▶ **Texte du document**:
Le titre me fait sourire et les poèmes m’apparaissent comme les paroles d’un homme dont je veux très vite tout savoir. Je me pose rarement des questions quant à la vie de l’écrivain, là, il en allait tout autrement. Je me renseigne et ce que je découvre me bouleverse. Naissance dans un milieu pauvre dans la Bretagne profonde. Armand Robin est de ceux qui ont connu les deux guerres. Enfant surdoué pour les langues, il en comprendra vingt six (dit-on). Après avoir marqué de l’intérêt pour le communisme, il reviendra désenchanté d’un voyage à Moscou en 1934.

Il se tournera alors vers l’anarchisme, deviendra un ami de Georges Brassens alors et aura les pires rapports avec Aragon.

▶ **Consignes**:
1/ Selon le texte sur Armand Robin, en quelle année est-il revenu désenchanté d'un voyage à Moscou ?
2/ Rédigez, s'il vous plaît, la suite du texte sur Armand Robin, en partant de sa dernière phrase.

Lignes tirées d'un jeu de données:
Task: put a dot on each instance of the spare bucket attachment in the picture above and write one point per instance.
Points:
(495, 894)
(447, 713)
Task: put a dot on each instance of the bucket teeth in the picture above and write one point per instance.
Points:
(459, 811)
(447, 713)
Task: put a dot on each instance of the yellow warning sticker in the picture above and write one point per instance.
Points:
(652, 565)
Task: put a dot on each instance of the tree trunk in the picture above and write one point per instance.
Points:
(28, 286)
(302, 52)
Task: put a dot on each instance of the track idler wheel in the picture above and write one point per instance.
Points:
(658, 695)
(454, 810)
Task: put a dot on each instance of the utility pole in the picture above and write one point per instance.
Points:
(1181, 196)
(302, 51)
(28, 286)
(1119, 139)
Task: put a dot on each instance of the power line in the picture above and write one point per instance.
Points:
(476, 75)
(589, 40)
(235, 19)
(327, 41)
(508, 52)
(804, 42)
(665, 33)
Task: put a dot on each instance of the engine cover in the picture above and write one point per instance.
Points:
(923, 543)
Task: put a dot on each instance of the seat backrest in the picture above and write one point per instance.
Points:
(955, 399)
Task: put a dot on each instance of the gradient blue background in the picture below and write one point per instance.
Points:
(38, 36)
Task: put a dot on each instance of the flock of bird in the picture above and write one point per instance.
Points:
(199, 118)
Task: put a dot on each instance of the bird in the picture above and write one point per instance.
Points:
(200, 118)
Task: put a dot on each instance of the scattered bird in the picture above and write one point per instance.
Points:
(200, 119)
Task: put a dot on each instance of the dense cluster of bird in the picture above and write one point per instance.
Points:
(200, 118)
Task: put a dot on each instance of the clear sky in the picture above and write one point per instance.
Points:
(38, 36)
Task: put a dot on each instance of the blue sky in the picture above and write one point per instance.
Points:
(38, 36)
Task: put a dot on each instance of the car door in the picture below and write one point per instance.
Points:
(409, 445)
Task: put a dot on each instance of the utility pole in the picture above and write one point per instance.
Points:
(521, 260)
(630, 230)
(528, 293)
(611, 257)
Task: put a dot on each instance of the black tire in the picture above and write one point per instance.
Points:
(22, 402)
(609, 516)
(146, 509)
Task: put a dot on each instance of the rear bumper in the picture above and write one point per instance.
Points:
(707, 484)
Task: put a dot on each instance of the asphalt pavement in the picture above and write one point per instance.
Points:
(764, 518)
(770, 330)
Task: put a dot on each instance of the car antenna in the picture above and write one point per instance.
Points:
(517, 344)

▶ **Réponses dans l'ordre**:
1/ En 1934.

2/
Pendant la guerre il sera employé, sous le régime de Vichy et le regard de la gestapo, à l’écoute des radios étrangères. Là il se passionnera pour la manipulation de l’information et le pouvoir des ondes radiophoniques. Il entrera dans la Résistance. Plus tard il animera à la radio une émission, très appréciée, intitulée « Poésie sans passeport ».

Irréductible, insoumis, misanthrope, il semble bien avoir été insupportable à beaucoup de ses contemporains.

Il prendra fait et cause pour l’indépendance de l’Algérie, hurlant : « je suis un fellagha, je suis un fellagha ».

Quasiment clochardisé sur la fin de sa vie, il retrouvera la mort dans une infirmerie de la police et dans des circonstances mal élucidées.

Une grande partie de son œuvre disparait alors dans la confusion et le peu d’attachement à sa personne.

J’aime les combats qu’il représente : sortir de sa condition sociale, acquérir, maîtriser les outils du savoir, construire une pensée critique quant à l’information et ses travers (la désinformation et la manipulation), pratiquer un humanisme exigeant.

Il a fait partie de ces êtres dont la société a peur et ne sait que faire alors qu’il en était un “écouteur sublime”. »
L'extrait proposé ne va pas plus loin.